TEKS YANG DIBERIKAN ::
____________
Friday, February 26, 2016

PENGERTIAN IMAN SECARA UMUM DAN TASAWWUF

Secara umum di dalam kitab tafsir Ruhul Bayan disebutkan bahwa iman menurut syari’at adalah meyakini dengan hati, mengakui dengan lisan dan mengerjakan dengan amal perbuatan. Adapun pengertian Islam menurut syari’at adalah tunduk dan patuh. Maka setiap yang beriman berarti telah Islam, namun tidak setiap yang Islam berarti telah beriman. Adapun pengertian Islam menurut hakikat yaitu sebagaimana sabda Nabi SAW:

 اَنْ تَشْهَدُ اَنْ لاَاِلَهَ اِلاَّاللهُ

Menyaksikan tiada Tuhan selain Allah, sedangkan pengertian iman secara hakikat adalah sebagaimana firman Allah dalam surat al-Hadid ayat 16 :

أَلَمْ يَأْنِ لِلَّذِيْنَ أَمَنُواْ اَنْ تَخْشَعَ قُلُوْبُهُمْ لِذِكْرِاللهِ

Belumlah seseorang itu dikatakan beriman sebelum hatinya itu dapat khusyuk mengingat Allah.
____________
PERMINTAAN TERTULIS :: Cetak tanpa perubahan bagian teks tentang pengertian iman yang dimulai dengan "أَلَمْ يَأْنِ لِلَّذِيْنَ" dan berlanjut sampai "khusyuk mengingat Allah.".

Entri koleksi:
____________
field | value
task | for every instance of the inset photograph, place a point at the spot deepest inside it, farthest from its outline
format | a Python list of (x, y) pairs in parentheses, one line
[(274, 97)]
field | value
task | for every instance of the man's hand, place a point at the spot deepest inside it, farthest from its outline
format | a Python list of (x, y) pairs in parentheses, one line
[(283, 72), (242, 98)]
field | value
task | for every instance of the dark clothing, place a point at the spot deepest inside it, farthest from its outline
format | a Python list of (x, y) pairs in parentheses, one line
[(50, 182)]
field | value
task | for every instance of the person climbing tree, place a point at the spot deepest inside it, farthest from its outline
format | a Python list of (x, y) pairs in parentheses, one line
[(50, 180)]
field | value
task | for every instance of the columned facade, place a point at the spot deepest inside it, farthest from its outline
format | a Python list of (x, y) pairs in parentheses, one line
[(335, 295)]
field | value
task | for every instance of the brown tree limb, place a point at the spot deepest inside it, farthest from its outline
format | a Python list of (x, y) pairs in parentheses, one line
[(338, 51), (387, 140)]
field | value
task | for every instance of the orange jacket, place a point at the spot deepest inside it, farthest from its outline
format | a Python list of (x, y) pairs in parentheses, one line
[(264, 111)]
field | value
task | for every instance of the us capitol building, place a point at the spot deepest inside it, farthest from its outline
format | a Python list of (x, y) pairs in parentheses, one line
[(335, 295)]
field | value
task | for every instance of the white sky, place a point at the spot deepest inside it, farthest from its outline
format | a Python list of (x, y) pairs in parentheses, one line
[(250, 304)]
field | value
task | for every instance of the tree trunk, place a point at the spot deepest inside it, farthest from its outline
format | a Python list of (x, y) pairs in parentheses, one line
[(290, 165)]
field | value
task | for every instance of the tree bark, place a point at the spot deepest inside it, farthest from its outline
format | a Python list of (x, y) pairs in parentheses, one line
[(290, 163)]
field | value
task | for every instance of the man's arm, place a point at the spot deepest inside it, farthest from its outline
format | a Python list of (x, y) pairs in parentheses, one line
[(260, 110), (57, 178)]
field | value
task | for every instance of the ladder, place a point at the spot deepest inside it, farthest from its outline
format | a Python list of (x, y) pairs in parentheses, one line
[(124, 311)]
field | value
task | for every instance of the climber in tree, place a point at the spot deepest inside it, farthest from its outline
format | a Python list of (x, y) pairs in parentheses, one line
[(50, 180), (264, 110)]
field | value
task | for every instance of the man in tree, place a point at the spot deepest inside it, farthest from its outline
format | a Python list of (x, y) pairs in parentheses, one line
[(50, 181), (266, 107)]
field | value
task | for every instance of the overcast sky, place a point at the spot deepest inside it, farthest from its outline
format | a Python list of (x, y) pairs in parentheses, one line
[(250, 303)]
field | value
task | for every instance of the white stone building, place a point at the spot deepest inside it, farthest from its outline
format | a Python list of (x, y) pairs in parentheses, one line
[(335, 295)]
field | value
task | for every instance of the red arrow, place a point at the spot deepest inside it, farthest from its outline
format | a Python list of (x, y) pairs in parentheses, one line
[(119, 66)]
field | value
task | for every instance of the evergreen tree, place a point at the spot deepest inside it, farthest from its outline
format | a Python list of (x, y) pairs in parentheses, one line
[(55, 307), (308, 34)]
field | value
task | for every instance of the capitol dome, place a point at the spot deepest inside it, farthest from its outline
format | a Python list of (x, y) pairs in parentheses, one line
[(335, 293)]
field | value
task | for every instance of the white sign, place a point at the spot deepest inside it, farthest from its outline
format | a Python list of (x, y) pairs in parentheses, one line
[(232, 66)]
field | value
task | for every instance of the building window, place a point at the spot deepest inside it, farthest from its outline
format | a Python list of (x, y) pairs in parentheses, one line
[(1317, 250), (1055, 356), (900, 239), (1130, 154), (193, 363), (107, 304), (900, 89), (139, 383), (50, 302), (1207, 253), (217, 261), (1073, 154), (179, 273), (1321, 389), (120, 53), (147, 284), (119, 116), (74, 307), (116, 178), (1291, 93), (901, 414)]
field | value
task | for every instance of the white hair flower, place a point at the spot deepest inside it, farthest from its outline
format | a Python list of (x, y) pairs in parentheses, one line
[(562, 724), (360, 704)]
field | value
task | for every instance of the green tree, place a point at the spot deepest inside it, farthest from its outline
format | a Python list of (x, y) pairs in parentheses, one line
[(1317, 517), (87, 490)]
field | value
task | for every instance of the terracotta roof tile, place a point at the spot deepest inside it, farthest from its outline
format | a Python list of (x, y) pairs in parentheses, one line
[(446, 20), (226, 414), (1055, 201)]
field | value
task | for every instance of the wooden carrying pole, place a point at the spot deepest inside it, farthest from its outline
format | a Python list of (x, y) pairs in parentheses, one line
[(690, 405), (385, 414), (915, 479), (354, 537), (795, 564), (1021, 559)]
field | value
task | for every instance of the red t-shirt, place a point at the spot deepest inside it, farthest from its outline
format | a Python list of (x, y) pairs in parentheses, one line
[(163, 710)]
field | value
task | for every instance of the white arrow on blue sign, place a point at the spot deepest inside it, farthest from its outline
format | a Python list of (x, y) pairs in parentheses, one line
____________
PENYELESAIAN LENGKAP ::
أَلَمْ يَأْنِ لِلَّذِيْنَ أَمَنُواْ اَنْ تَخْشَعَ قُلُوْبُهُمْ لِذِكْرِاللهِ

Belumlah seseorang itu dikatakan beriman sebelum hatinya itu dapat khusyuk mengingat Allah.